[begin RECORDS TO PROCESS]

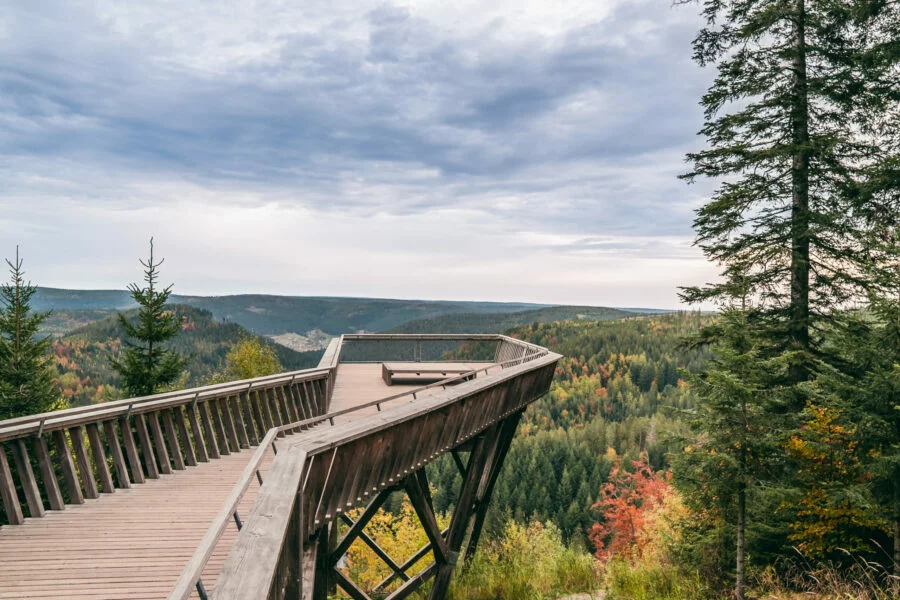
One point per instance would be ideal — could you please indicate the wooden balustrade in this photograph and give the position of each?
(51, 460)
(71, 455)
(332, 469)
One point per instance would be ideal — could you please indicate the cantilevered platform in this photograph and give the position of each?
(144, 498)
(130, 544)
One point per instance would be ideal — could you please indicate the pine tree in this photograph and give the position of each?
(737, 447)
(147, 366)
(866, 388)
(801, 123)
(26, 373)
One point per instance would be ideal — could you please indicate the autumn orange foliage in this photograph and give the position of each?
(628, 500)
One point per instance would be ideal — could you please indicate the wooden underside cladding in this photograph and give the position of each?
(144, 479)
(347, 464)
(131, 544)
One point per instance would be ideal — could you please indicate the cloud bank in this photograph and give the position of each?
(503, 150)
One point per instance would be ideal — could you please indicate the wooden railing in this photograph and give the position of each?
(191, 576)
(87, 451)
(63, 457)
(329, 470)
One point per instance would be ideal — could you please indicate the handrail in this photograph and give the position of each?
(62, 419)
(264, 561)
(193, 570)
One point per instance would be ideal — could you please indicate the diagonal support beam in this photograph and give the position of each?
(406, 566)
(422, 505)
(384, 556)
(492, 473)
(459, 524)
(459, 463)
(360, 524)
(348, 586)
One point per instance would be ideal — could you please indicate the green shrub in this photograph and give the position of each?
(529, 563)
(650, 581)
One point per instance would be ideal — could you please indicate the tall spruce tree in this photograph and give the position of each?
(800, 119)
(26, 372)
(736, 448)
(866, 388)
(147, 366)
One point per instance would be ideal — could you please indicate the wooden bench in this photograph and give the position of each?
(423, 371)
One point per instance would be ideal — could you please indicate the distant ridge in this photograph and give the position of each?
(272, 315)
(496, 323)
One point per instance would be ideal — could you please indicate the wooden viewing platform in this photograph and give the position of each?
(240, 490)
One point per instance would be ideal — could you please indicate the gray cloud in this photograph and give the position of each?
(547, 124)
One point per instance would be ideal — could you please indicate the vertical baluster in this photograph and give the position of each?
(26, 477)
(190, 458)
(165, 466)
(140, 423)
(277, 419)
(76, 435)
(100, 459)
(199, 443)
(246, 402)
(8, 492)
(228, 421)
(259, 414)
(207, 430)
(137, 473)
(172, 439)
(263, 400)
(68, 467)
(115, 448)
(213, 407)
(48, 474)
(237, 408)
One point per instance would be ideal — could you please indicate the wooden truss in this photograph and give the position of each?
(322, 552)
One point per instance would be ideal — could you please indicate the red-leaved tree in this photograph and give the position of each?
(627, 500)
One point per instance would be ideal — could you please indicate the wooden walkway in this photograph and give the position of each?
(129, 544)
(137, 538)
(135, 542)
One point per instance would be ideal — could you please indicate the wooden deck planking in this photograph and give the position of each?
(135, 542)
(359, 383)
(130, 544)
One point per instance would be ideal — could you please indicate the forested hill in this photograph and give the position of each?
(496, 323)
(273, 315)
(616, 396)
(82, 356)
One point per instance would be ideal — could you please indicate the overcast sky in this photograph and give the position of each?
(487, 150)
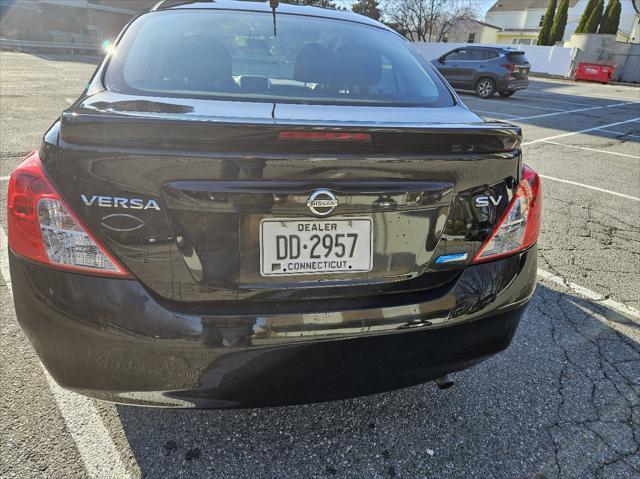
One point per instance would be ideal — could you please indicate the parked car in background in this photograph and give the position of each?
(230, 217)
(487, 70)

[end RECORDS TO PROCESS]

WHAT YOU HAVE TO DO –
Copy the rows again without any change, starting at the line that contains "indicate the forested" and ending with the last of the rows, and leave the pictures out of your answer.

RESPONSE TO THIS EXERCISE –
One point per instance would be ideal — could you please indicate the forested hill in this photograph and give the position of each?
(496, 323)
(273, 315)
(616, 396)
(82, 356)
One point per instance would be ideal — could you please indicate the overcast sky in this photograph and give the position of each?
(487, 150)
One point per instance would be ideal — could you please indicate the parked car in background in this photograph and give the position of each?
(230, 217)
(487, 70)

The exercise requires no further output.